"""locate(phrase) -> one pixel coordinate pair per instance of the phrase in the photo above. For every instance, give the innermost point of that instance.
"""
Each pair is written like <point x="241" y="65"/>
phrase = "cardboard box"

--

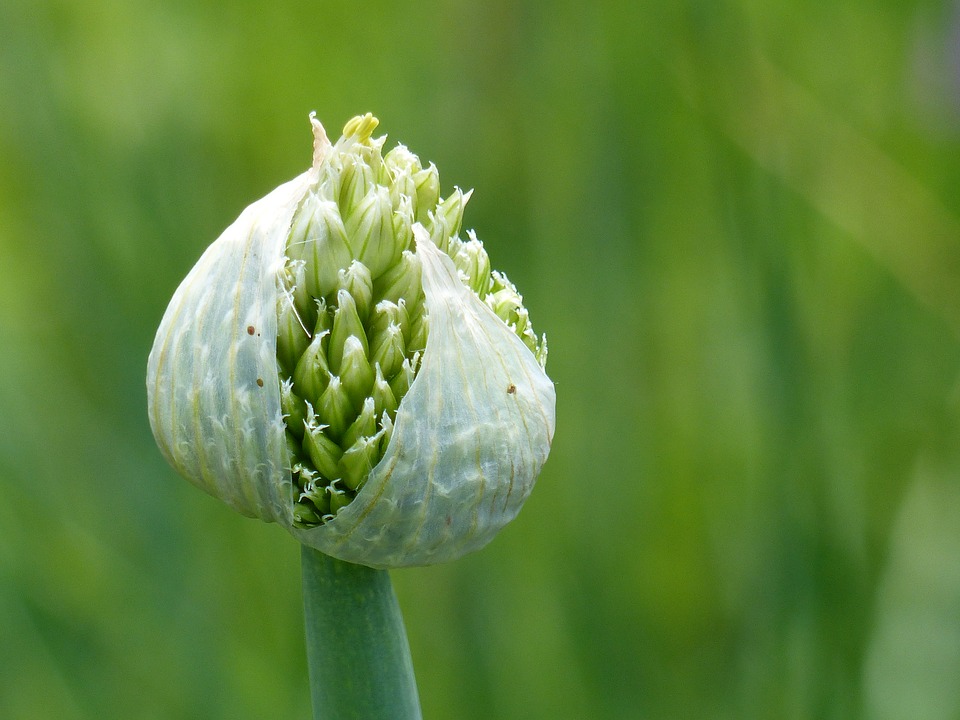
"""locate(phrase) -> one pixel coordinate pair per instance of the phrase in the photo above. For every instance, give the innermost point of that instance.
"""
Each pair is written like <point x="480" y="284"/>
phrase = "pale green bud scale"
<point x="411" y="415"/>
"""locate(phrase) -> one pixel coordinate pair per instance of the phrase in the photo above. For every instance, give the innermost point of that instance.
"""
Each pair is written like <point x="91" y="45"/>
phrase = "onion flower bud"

Your task: In the data shown above, how many lines hold the string "Each"? The answer is the number alone.

Answer section: 3